Work instructions: Please provide the entries below again, word for word.

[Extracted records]
==========
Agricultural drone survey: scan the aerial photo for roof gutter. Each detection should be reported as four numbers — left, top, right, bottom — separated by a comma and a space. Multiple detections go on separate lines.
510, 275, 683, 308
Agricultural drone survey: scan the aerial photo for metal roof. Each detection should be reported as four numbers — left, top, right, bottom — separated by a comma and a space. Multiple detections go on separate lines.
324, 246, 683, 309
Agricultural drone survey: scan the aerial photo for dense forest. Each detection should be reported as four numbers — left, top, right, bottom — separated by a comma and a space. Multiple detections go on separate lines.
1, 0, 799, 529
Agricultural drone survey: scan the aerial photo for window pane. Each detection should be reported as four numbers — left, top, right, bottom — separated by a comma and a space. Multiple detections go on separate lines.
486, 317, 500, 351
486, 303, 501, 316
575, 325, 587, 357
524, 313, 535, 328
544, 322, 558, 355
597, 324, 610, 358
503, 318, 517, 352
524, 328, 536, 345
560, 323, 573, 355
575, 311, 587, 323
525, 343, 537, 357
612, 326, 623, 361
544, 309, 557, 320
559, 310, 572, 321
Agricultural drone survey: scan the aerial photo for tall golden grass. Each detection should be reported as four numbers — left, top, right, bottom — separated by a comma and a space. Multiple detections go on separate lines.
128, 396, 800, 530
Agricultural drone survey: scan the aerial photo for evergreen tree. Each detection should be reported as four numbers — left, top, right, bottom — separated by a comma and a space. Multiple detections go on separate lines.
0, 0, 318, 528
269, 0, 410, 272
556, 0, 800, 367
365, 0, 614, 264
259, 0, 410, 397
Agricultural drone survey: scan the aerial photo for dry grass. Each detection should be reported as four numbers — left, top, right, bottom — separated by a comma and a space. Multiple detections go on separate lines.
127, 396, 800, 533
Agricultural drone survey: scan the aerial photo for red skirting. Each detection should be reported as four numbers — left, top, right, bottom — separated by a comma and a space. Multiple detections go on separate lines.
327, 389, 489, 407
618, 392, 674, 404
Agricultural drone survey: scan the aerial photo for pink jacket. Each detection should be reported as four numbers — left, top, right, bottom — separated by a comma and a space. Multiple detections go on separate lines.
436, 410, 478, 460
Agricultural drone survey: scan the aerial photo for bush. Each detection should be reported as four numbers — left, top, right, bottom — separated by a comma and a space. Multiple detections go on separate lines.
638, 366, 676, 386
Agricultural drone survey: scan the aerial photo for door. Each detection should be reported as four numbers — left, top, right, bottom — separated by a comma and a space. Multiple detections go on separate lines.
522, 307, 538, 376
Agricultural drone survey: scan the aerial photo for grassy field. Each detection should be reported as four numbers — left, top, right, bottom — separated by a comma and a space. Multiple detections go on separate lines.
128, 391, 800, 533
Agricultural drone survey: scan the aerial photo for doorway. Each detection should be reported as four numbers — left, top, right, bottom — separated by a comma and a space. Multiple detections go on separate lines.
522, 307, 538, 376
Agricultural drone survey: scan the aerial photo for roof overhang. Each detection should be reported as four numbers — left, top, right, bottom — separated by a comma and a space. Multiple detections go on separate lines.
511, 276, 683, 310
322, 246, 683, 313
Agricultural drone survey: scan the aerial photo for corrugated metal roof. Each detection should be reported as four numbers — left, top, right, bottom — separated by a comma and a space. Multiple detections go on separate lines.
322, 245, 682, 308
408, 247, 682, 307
==========
Written response:
Agricultural drone survey: scan the aerial photo for roof gutter. Each detection should be reported as four numbers — left, top, right, bottom — separated by a comma and a space. Multiple detections go on separate lines.
510, 275, 683, 308
Agricultural drone survey: scan the aerial photo for metal roof. Each detection should be reported as four numbers — left, top, right, bottom — separated by a comma and a space. Multiple detections go on separate lines.
324, 246, 683, 309
Agricultural drone survey: scan the aerial photo for dense forest. Each detection should be reported as four numbers — left, top, right, bottom — separated by a comma and a space. Multiple detections go on separate lines.
1, 0, 799, 529
Agricultural drone survey: scan the aerial photo for window pane. Each detection should be reported as four numbers — left, top, right, bottom — separated by a comma and a space. Multiple detections go on separate lines.
486, 317, 500, 351
486, 303, 501, 316
575, 325, 587, 357
524, 313, 535, 328
544, 322, 558, 355
597, 324, 610, 358
503, 318, 517, 352
524, 328, 536, 345
560, 323, 573, 355
575, 311, 587, 323
525, 343, 537, 357
612, 326, 623, 361
544, 309, 557, 320
559, 310, 572, 321
Agricultural drone survey: scan the aerial photo for tall golden grass. Each detection should be reported as four numbers — left, top, right, bottom — separated by a comma and a space. Multiple detections go on separate lines.
128, 396, 800, 530
Agricultural drone survey: scan the aerial photo for evergreen tree. Each detection should be reported as four numbers — left, top, right, bottom — separated by a comma and a space. Multiple detections go on separate lines.
0, 0, 318, 528
269, 0, 410, 272
556, 0, 800, 367
365, 0, 614, 264
259, 0, 410, 397
Agricultural drone survey: scan the aerial photo for dry grass. Each detection should be reported as four numbers — left, top, right, bottom — separated by a comma and a space. Multiple detections go on separate lines.
127, 396, 800, 533
Agricultural drone survey: scan the aerial photo for red skirting. Each detection should be reported as four numbers — left, top, right, bottom — separated by a comma and a space. Multiple detections go on separate lines.
327, 389, 489, 407
618, 392, 674, 404
Agricultural drone survey: scan the aerial photo for pink jacket. Each detection should be reported as four numbers — left, top, right, bottom — separated by a comma and a space. Multiple detections go on separate lines.
436, 410, 478, 460
Agricultural drone survey: scan the aerial photo for bush. Each detection should be reported as four numbers — left, top, right, bottom — separated by a comma and a space. Multiple detections go on separate lines.
638, 366, 676, 386
Agricultural drone survey: scan the aerial photo for door. Each detection should be reported as four numbers — left, top, right, bottom — separated by a comma and a space. Multiple detections go on separate lines.
522, 307, 538, 376
Agricultural drone survey: scan the aerial photo for grassy field. Each detection should be reported as four numbers — left, top, right, bottom — separated by a comma and a space. Multiple detections go on separate lines.
128, 391, 800, 533
Agricultural drone survey: scan the aerial photo for doorway. Each detection should be reported as four numbers — left, top, right, bottom — separated by a comma and a space. Multiple detections go on separate lines.
522, 307, 538, 376
Agricultural drone survey: scan the aerial photo for roof overhang. Each detection should be reported as four numbers — left, top, right, bottom — separated by a comma and a space. Multiple detections go on separate lines.
511, 276, 683, 310
322, 246, 683, 313
Agricultural drone survey: scan the aerial photo for corrugated metal roof. Each detection should be reported as four numbers — left, top, right, bottom — separated by a comma and a space. Multiple detections go on separate lines.
322, 245, 682, 308
408, 247, 682, 307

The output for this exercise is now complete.